- GIVEN PASSAGE -
────────────────────────────────────────
Kulen Elephant Forest is a conservation organization founded in 2018 by David Piot. The reserve is a 400-hectare elephant retirement park which opened in December 2019 and protects the captive Asian elephants in Siem Reap Province in Cambodia, as well as up to 1100 acres of protected forest inhabited by the former elephants of Angkor UNESCO World Heritage site.

== Location ==
KEFs elephants are located in Bos Thom Community Forest in Ballangk commune, Prasat Bakong district, 40 km north from Siem Reap city on National Road 64. Every tour departs from KEF office in downtown Siem Reap where a shuttle will take visitors on a one-hour drive to the Kulen Elephant Forest.

== Activities ==
At the KEF reserve, visitors with no more than 12 people in a group, will spend time learning about elephants and follow them by foot through their natural habitat, observing their relationships and behaviors, as they browse in the forest. The elephants do not take people on rides nor are they required to perform tricks or beg people to buy food for them.

==KEF elephants==
Presently, Kulen Elephant Forest consist of ten elephants, which is the largest herd of private owned elephants in Cambodia. The elephants include, the bull Kham Song and the nine females Chi Chlorb, Chi Mean, Chi Ole, Chi Tone, Chi Youl, Gom Phoy, Iplock, Itok, and Savath, retired to the Bos Thom Community Forest at the foothills of Kulen Mountain in Siem Reap Province.

Eighteen mahouts are working in shifts to care for the elephants and keep them from causing any damage to the local villagers’ fields. KEF elephants and the KEF mahout staff was between April 2019 and December 2024, trained and managed by the Swedish zookeeper and elephant consultant Dan Koehl, being responsible for care and management of KEF elephants and Mahouts as elephant welfare director.
────────────────────────────────────────
- TASKS AND EXERCISES -
1 – Using the Kulen Elephant Forest passage, decide whether each statement agrees with it: (a) the reserve opened in December 2019; (b) visitors may ride the elephants; (c) every tour leaves from an office near the forest. Answer yes or no for each and quote the deciding words.
2 – Pull out the part of the Kulen Elephant Forest passage that runs from "Eighteen mahouts are" up to and including "elephant welfare director.", copied word for word.

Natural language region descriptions
────────────────────────────────────────
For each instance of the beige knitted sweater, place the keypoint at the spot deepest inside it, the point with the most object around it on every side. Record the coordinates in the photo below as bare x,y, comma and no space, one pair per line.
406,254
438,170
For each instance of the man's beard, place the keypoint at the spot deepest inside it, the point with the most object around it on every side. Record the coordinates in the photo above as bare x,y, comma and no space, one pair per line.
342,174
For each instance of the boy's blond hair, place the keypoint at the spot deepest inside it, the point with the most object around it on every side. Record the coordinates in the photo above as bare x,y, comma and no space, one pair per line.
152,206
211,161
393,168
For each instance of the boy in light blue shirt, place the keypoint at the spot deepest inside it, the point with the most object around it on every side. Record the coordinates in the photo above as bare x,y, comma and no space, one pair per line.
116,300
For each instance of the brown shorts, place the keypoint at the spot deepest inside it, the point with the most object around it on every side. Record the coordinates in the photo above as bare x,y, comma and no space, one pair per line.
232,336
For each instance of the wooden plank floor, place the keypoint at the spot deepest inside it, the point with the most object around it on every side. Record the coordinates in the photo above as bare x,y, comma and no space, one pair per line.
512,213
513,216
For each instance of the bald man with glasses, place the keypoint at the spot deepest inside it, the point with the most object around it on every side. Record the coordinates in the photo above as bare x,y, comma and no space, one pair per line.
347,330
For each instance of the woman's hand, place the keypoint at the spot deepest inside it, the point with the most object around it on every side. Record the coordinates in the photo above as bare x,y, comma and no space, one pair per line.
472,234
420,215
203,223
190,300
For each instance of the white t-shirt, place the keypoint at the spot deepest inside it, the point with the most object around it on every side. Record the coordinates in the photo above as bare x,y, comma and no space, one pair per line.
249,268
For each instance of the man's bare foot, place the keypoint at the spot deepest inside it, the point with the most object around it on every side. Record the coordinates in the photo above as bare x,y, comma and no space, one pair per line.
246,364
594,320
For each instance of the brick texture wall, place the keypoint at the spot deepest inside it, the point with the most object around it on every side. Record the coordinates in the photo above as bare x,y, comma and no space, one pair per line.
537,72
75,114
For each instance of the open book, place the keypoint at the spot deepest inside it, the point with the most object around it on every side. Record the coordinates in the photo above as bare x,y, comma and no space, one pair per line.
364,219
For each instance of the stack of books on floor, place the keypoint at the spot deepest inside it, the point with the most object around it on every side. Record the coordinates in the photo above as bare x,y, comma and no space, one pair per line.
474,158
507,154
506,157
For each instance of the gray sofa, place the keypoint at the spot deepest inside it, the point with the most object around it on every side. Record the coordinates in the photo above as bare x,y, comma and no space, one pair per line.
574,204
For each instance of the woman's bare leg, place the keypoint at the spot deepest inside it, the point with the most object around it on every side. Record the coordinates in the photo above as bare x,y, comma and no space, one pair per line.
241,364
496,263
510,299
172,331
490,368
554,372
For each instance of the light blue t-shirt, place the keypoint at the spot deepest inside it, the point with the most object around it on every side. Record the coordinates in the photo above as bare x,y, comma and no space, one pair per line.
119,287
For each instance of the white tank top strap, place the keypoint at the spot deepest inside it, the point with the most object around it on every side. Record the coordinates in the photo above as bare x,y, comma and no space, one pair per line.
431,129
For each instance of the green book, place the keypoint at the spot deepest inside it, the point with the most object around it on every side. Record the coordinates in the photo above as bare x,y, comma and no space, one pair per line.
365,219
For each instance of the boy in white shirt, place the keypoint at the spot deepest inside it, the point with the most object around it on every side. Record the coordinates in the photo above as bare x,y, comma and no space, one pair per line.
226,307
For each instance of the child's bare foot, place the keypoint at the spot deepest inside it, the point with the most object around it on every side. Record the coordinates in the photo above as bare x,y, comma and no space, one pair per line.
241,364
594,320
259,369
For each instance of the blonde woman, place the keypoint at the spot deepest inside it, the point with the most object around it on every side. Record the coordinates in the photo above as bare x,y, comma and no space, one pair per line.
────────────────────────────────────────
- ANSWERS TO THE TASKS -
1 –
(a) Yes: "which opened in December 2019"
(b) No: "The elephants do not take people on rides"
(c) No: "Every tour departs from KEF office in downtown Siem Reap"

2 –
Eighteen mahouts are working in shifts to care for the elephants and keep them from causing any damage to the local villagers’ fields. KEF elephants and the KEF mahout staff was between April 2019 and December 2024, trained and managed by the Swedish zookeeper and elephant consultant Dan Koehl, being responsible for care and management of KEF elephants and Mahouts as elephant welfare director.